Content starts

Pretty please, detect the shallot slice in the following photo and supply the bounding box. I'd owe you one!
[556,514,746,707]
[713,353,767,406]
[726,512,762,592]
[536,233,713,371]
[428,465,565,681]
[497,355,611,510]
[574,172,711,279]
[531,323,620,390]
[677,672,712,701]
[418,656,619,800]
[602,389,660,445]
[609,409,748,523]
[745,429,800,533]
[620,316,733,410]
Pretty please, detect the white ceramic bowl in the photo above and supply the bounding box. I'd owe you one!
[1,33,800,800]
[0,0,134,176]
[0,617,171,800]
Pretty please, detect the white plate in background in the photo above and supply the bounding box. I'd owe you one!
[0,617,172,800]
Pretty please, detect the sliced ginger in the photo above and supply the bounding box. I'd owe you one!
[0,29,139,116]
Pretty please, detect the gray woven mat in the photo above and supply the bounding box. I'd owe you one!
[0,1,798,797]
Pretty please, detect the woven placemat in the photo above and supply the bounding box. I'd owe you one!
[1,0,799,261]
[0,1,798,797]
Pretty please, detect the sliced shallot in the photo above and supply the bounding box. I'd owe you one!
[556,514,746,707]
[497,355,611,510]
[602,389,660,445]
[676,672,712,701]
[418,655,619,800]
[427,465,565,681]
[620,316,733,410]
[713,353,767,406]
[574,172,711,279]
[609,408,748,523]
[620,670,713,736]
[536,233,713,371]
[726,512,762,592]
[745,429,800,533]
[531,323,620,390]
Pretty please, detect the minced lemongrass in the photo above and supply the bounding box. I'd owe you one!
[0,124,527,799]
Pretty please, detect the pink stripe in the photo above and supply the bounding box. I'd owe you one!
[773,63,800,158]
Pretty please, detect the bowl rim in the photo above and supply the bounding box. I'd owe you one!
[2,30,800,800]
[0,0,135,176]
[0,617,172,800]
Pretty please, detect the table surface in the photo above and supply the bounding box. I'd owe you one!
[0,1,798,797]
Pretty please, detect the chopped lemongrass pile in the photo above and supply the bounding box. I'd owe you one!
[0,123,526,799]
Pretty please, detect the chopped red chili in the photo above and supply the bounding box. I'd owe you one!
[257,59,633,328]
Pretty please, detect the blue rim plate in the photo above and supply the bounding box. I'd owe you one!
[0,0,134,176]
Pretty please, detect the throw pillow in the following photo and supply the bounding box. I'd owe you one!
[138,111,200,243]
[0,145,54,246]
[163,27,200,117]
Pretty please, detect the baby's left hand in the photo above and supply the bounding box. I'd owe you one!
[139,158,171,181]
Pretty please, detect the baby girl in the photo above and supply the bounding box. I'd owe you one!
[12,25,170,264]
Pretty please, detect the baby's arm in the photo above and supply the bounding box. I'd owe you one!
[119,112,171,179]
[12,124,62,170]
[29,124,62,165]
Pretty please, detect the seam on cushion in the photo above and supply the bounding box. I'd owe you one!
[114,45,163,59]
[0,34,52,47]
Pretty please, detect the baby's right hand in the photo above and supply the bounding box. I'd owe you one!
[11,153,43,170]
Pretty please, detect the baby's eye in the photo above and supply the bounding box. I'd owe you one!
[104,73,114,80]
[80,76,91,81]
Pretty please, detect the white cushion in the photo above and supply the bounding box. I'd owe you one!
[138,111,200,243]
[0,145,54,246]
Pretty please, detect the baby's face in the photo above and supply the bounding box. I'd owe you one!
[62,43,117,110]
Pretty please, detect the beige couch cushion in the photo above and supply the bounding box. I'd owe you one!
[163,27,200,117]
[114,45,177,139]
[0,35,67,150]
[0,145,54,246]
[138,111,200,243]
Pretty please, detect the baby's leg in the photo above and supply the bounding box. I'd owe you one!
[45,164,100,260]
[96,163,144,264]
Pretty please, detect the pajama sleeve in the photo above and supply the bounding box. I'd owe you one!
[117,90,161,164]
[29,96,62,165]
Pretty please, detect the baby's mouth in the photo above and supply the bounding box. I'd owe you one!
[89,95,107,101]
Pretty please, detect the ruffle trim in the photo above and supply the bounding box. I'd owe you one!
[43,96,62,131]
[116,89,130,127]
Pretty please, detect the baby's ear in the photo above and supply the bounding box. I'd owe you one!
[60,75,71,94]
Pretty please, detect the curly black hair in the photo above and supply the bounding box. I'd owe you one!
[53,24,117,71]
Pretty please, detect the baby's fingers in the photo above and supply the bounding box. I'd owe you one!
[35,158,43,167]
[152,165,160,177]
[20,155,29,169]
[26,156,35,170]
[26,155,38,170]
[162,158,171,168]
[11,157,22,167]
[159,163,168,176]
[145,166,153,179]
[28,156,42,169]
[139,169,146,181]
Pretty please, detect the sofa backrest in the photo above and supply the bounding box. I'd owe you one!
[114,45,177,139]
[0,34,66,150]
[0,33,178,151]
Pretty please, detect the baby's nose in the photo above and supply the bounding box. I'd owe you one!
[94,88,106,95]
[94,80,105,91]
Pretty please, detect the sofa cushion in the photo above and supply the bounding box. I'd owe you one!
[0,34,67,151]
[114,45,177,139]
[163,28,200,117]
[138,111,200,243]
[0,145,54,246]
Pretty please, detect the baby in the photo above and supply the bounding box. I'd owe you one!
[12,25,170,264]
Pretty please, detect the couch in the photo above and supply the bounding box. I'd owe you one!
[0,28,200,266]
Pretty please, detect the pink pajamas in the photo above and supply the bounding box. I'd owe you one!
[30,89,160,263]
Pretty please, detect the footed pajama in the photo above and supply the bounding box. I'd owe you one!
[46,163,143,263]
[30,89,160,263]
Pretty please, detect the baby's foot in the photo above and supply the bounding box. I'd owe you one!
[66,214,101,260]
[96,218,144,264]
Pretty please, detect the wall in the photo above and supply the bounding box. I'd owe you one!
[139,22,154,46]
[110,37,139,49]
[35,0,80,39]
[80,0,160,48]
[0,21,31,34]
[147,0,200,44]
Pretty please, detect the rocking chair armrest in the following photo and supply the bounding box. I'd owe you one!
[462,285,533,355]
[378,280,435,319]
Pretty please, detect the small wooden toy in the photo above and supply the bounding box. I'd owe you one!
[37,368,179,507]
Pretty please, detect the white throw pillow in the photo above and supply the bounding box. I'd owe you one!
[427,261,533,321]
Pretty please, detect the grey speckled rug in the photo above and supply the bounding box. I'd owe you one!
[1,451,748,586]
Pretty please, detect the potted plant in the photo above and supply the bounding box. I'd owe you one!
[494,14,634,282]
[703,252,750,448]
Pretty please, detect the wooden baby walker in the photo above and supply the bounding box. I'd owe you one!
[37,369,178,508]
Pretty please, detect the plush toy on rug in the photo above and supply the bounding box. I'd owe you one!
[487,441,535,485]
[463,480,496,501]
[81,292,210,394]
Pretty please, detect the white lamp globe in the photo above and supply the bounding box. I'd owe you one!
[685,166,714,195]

Content ends

## TASK BRIEF:
Copy the records above exactly.

## EXERCISE RESPONSE:
Pretty please, detect the shallot slice in the following photo and supply the bounding box. I'd owe you one!
[556,514,746,707]
[713,353,767,406]
[726,512,762,592]
[536,233,713,371]
[428,465,565,681]
[497,355,611,510]
[574,172,711,279]
[531,323,620,390]
[677,672,712,701]
[418,656,619,800]
[602,389,660,445]
[609,409,748,523]
[745,429,800,533]
[620,316,733,410]
Pretty please, detect the white ceramic bowl in the photo above and supply the bounding box. I'd owe you one!
[1,33,800,800]
[0,0,134,176]
[0,617,171,800]
Pretty please, detect the white plate in background in the photo above and supply the bounding box. I'd owe you one!
[0,617,172,800]
Pretty please, detect the sliced ginger in the photo above and supply the bounding box. I'd owe you one!
[0,29,139,116]
Pretty please, detect the gray woven mat in the photo above and supply the bounding box. I'd owe you one!
[0,1,798,797]
Pretty please, detect the woven placemat in the photo above and supply the bounding box. I'd owe you one!
[1,0,799,261]
[0,1,798,797]
Pretty please, detect the sliced shallot in the photo above and supply the bounding box. I'd owe you one!
[556,514,746,707]
[497,355,611,510]
[602,389,660,445]
[676,672,712,701]
[418,655,619,800]
[427,465,565,681]
[620,316,733,410]
[713,353,767,406]
[574,172,711,279]
[609,408,748,523]
[620,670,713,736]
[536,233,713,371]
[726,512,762,592]
[745,429,800,533]
[531,323,620,390]
Pretty please, detect the minced lemongrass in the photo above and supply the bounding box. I'd owe you one!
[0,124,527,799]
Pretty please, detect the pink stripe in the photo above and supply the bounding box. I'd owe you one!
[773,63,800,158]
Pretty please, detect the bowl rim in the photo above and supply the bounding box. I'd owe you one!
[2,30,800,800]
[0,0,135,176]
[0,617,172,800]
Pretty please, detect the table surface in the photo above and supply the bounding box. I'd owe you one!
[0,1,798,797]
Pretty please, detect the chopped lemongrass pile in the photo above and supply the bounding box. I'd owe you one!
[0,123,526,799]
Pretty please, detect the chopped red chili in the photo above and supply the bounding box. I'd owe you one!
[257,59,633,328]
Pretty please, detect the blue rim plate in the photo above and supply the bounding box. I'd owe you one!
[0,0,134,176]
Pretty please, detect the throw pillow in the following photo and supply the bounding box. I'd owe you one!
[138,111,200,243]
[0,145,54,246]
[163,27,200,117]
Pretty please, detect the baby's left hand in the photo above and supply the bounding box. I'd owe you one!
[139,158,171,181]
Pretty please, detect the baby girl in the photo above and supply the bounding box. I'd owe you one!
[12,25,170,264]
Pretty please, detect the baby's arm in the photo above and supply the bounding box. I'd owe you one!
[119,112,171,179]
[12,124,62,170]
[29,124,62,165]
Pretty please, detect the seam on cushion in the photo above and supply the bounding box. I'd owe you one!
[114,45,163,59]
[0,34,52,47]
Pretty please, detect the baby's right hand in the photo above and supply the bounding box. I'd owe you one!
[11,153,43,170]
Pretty please, detect the baby's eye in the photo above and supply the bounding box. I'd owe you one!
[104,73,114,80]
[80,76,91,81]
Pretty please, detect the white cushion in the photo above and supply the bounding box. I'd owe you one!
[138,111,200,243]
[0,145,54,246]
Pretty please, detect the baby's face in the photo above and supply the bounding box. I'd owe you one!
[62,43,117,110]
Pretty please, detect the beige couch cushion in the photo above and supply the bounding box. I'd owe you one!
[163,27,200,117]
[114,45,177,139]
[0,35,67,150]
[0,145,54,246]
[138,111,200,243]
Pretty please, detect the baby's leg in the photo above and supply the bounding box. I'd owe you one!
[45,164,100,260]
[96,163,144,264]
Pretty please, detect the pajama sleeve in the photo above and supply the bounding box. I'd owe you one!
[117,90,161,164]
[29,96,62,165]
Pretty please, detect the baby's mouth in the photo above and supply the bounding box. I'd owe you one!
[89,95,107,101]
Pretty please, detect the ruffle trim in the photo above and supply the bounding box. I'd owe you one!
[43,96,62,131]
[116,89,130,127]
Pretty please, detect the baby's ear in the photo above and supply the bounding box. I'd owe you one!
[60,75,71,94]
Pretty please, detect the curly black hair in the photo above and supply the bounding box. I'd owe you one!
[53,24,117,71]
Pretty please, detect the baby's fingers in the photo above and supply the bounding box. I'd owe you one!
[35,158,43,167]
[152,165,160,177]
[20,155,29,169]
[26,156,35,170]
[26,155,38,170]
[162,158,171,168]
[11,157,22,167]
[159,163,168,176]
[145,166,153,179]
[28,156,42,169]
[139,169,146,181]
Pretty please, detect the sofa backrest in the photo above and supply the bounding box. I'd owe you one!
[114,45,177,139]
[0,34,66,150]
[0,33,178,151]
Pretty please, detect the baby's nose in the photo above and supply the bounding box. I'd owe you one!
[94,88,106,95]
[94,80,105,91]
Pretty please, detect the sofa cushion in the photo above and supply the bounding box. I'd owe you one!
[0,34,67,151]
[114,45,177,139]
[163,28,200,117]
[138,111,200,243]
[0,145,54,246]
Pretty please, detect the baby in the photo above and supply the bounding box. I'd owe you one!
[12,25,170,264]
Pretty please, detect the couch in the photo above and supply the bounding box. I'd owe you one!
[0,28,200,266]
Pretty please, detect the pink pajamas in the photo above and supply the bounding box. I'd owe you one!
[30,89,160,263]
Pretty please, detect the footed pajama in the photo above and supply the bounding box. I'd owe you one!
[46,163,143,263]
[30,89,160,263]
Pretty please, detect the baby's foot in the photo above and supply the bounding box. I'd owe you one!
[66,214,101,260]
[96,218,144,264]
Pretty please, detect the wall in the photo above and supply the bounding box. I'd owe you one!
[139,22,154,46]
[110,37,139,49]
[35,0,80,39]
[80,0,160,48]
[0,21,31,34]
[147,0,200,44]
Pretty please, detect the rocking chair armrest in the following photo and supply the bounding box. I'd owe you one!
[462,285,533,355]
[378,280,435,319]
Pretty please, detect the small wooden toy in the photo above and supply the bounding box. I'd owe you one!
[37,368,179,507]
Pretty please, detect the white throw pillow in the photo above and supply the bounding box. I'd owe you one!
[427,261,533,321]
Pretty please, detect the grey speckled rug in the photo above and supply the bounding box. I'd owe you one!
[1,451,748,586]
Pretty please, detect the potted plant in the photo above and supply the bounding box. I'd owe you one!
[494,14,634,282]
[703,252,750,448]
Pretty please, detect the wooden baby walker in the photo above and supply the bounding box. I'd owe you one!
[37,369,178,508]
Pretty please, detect the plush toy on rug in the photo above and supply the bounding box. I'd owe you one!
[487,441,535,485]
[463,480,496,501]
[81,292,210,394]
Pretty please, detect the white lamp globe in the photo above and supply the bounding box. I'd owe you one!
[685,166,714,195]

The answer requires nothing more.